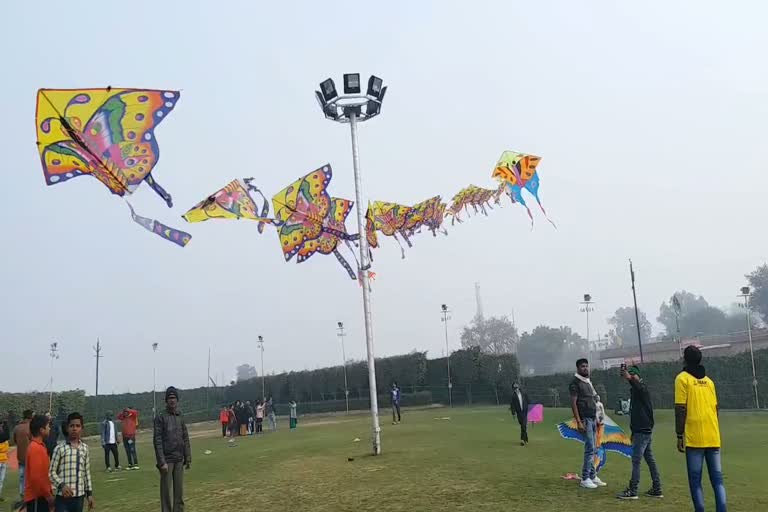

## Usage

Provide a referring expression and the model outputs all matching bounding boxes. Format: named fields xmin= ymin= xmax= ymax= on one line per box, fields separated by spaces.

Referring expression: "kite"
xmin=365 ymin=201 xmax=413 ymax=258
xmin=35 ymin=87 xmax=192 ymax=247
xmin=182 ymin=178 xmax=272 ymax=233
xmin=272 ymin=164 xmax=359 ymax=280
xmin=557 ymin=414 xmax=632 ymax=473
xmin=491 ymin=151 xmax=556 ymax=227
****************
WHAT THE TASK REQUIRES — Convert the rows above into a numbered list, one line per item, omitting blank lines. Leave the pictures out.

TASK OUTPUT —
1. ## Usage
2. Provide a referring expression and the model outputs all matching bounding boxes. Format: named fields xmin= ymin= xmax= ymax= on one line per box, fields separated by spaces.
3. Referring expression: "kite"
4. xmin=365 ymin=201 xmax=413 ymax=258
5. xmin=35 ymin=87 xmax=192 ymax=247
6. xmin=182 ymin=178 xmax=272 ymax=233
7. xmin=272 ymin=164 xmax=359 ymax=280
8. xmin=557 ymin=414 xmax=632 ymax=473
9. xmin=491 ymin=151 xmax=556 ymax=227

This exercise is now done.